> WHAT YOU HAVE TO DO:
Tally the lines in the records below that contain the string "shop", treating uppercase and lowercase as different. What is the count? Reply with the number alone.

* start *

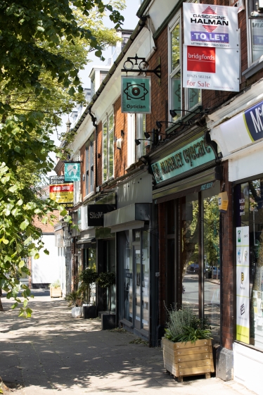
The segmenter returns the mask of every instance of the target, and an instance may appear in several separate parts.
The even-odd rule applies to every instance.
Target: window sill
[[[86,195],[86,196],[84,196],[83,198],[83,201],[85,201],[85,200],[86,200],[87,199],[90,198],[91,196],[92,196],[93,195],[95,195],[95,192],[90,192],[88,195]]]
[[[262,68],[263,68],[263,58],[260,58],[250,67],[245,70],[245,71],[243,72],[242,75],[244,75],[245,78],[248,80],[248,78],[250,78]]]

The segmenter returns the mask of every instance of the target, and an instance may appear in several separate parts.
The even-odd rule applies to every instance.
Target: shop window
[[[114,118],[107,115],[103,125],[103,182],[113,177],[114,163]]]
[[[263,350],[263,178],[235,192],[236,339]]]
[[[86,196],[94,190],[94,136],[86,143]]]
[[[181,108],[181,20],[177,17],[169,30],[169,109]],[[173,118],[175,120],[179,115]]]
[[[149,144],[145,141],[144,133],[146,132],[146,114],[136,114],[136,139],[143,139],[141,144],[136,146],[136,158],[139,159],[146,153],[146,146]]]

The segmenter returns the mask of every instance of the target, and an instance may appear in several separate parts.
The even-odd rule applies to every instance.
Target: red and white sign
[[[185,45],[238,48],[236,7],[184,3]]]
[[[187,70],[215,73],[215,48],[187,46]]]
[[[239,92],[238,49],[184,45],[183,64],[184,88]]]

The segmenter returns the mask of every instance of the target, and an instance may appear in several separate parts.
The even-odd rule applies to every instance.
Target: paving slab
[[[35,293],[30,319],[18,317],[3,298],[0,376],[14,395],[252,395],[234,381],[203,376],[174,380],[160,348],[130,341],[129,332],[102,331],[99,320],[74,319],[62,299]]]

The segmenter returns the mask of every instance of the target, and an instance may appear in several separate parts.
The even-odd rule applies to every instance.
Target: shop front
[[[256,94],[254,90],[252,101]],[[239,113],[214,127],[211,135],[228,159],[233,196],[234,308],[229,327],[233,378],[262,394],[259,377],[263,370],[263,102],[253,104],[238,108]]]
[[[120,184],[117,208],[104,215],[104,226],[116,234],[117,244],[117,321],[156,344],[158,232],[152,182],[144,170]]]
[[[171,306],[190,308],[208,318],[213,341],[220,344],[218,158],[199,132],[153,154],[151,167],[159,213],[160,324]]]

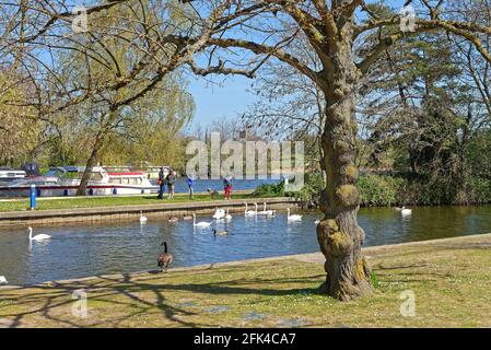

* end *

> TASK RESULT:
2